Return every line of the data below that contains the word "wooden".
### Raw data
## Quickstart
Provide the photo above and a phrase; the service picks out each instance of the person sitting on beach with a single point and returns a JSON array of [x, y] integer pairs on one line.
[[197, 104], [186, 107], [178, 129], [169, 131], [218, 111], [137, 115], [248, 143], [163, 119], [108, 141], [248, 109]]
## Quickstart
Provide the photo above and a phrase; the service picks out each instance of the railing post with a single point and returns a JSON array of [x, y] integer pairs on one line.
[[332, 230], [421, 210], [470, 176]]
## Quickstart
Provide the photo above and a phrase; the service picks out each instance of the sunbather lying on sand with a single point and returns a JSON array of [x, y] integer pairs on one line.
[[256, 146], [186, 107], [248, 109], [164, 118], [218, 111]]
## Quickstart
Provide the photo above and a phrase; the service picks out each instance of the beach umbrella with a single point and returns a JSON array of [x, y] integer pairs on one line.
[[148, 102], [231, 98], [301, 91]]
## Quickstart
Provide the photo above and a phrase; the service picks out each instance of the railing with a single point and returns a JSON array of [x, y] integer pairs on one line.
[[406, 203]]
######
### Raw data
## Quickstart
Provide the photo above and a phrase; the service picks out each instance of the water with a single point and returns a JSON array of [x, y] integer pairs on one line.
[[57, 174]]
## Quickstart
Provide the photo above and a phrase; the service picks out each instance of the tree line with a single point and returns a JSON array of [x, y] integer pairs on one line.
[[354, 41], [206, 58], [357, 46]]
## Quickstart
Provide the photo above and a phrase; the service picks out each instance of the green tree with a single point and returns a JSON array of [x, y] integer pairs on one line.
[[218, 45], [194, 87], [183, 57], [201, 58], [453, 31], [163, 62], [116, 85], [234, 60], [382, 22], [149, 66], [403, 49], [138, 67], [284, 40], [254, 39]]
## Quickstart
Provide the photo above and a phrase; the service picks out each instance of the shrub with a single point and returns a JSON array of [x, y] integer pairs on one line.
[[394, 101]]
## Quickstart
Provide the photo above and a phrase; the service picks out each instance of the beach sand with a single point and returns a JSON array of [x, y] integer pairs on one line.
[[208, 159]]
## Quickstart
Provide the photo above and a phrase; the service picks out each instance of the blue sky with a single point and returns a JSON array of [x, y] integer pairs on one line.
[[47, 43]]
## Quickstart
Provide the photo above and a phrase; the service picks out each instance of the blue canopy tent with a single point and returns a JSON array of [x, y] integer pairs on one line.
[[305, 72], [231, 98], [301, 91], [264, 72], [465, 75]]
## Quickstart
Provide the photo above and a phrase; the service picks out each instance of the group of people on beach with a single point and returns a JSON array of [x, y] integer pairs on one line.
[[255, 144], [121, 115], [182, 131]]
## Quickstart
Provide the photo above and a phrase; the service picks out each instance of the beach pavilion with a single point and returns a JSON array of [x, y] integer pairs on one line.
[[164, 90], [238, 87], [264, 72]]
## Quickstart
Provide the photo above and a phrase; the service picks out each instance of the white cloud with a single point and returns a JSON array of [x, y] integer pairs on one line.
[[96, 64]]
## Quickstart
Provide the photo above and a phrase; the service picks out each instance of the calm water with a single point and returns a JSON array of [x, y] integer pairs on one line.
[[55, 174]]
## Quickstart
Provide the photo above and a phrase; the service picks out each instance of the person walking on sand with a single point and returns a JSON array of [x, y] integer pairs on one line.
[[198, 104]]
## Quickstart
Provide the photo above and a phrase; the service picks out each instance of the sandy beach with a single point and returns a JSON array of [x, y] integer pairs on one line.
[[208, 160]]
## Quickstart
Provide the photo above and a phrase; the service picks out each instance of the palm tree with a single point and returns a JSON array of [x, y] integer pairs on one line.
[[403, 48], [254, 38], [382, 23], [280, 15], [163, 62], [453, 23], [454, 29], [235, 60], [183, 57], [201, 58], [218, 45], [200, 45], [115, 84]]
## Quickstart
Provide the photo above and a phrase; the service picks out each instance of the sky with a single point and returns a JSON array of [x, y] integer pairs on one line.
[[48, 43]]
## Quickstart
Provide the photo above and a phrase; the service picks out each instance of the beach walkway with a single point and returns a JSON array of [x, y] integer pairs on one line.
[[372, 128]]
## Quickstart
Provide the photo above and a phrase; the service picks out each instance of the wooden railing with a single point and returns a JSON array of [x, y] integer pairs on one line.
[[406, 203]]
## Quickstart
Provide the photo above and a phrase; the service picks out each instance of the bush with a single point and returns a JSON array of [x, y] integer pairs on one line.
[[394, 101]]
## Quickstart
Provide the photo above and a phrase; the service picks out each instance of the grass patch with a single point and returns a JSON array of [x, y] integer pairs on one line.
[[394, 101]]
######
**Output for this exercise**
Provide the photo above and a phrase; the service picks out each instance of the wooden railing with a single point and returns a JSON array of [x, y] integer pairs on one line.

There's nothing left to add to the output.